▸ TASK STATEMENT
Write out the entries below exactly, but only from the line containing "Target: pepper plant" through the line containing "Each instance receives one point. Annotate the green", and without the pictures.

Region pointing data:

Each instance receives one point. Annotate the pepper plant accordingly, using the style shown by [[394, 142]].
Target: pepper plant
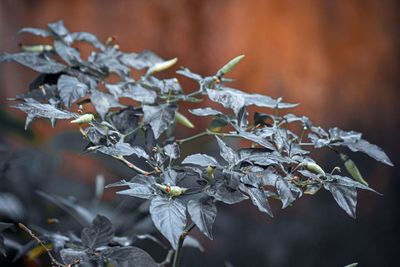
[[182, 191]]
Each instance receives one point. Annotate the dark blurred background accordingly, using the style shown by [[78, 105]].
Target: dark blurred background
[[339, 59]]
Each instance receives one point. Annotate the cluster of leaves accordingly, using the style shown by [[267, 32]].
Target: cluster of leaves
[[277, 165]]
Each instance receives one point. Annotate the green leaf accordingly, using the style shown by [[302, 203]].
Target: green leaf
[[227, 153], [98, 234], [228, 67], [35, 109], [129, 256], [35, 31], [201, 160], [203, 213], [169, 216], [67, 53], [71, 89]]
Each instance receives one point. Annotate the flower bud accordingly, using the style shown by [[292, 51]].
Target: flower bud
[[181, 119], [162, 66], [85, 118]]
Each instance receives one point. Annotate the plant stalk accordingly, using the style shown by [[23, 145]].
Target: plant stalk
[[205, 133]]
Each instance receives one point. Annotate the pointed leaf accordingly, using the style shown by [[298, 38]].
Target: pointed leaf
[[123, 149], [129, 256], [205, 112], [98, 234], [227, 153], [258, 197], [201, 160], [35, 109], [35, 31]]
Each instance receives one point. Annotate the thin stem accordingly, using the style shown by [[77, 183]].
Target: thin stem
[[54, 261], [132, 166], [196, 136], [177, 256]]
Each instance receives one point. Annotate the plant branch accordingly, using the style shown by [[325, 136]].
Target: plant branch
[[54, 261], [178, 253]]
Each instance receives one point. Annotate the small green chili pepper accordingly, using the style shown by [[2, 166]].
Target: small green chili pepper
[[85, 118]]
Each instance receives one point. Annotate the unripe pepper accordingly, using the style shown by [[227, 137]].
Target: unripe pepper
[[162, 66], [228, 67], [173, 191]]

▸ EXPECTED ANSWER
Target: pepper plant
[[182, 191]]
Each instance receives one point. Annotate the dark blurred background accordingly, using the style shown by [[78, 105]].
Target: dark blurred background
[[339, 59]]
Each instance receives one point. Annotate the cluster of leaves accordingly, using the style shown by [[267, 32]].
Target: cluster of leaves
[[277, 165]]
Each instance receives one point. Annotate the green leaf accordingly, using the style shown by [[302, 203]].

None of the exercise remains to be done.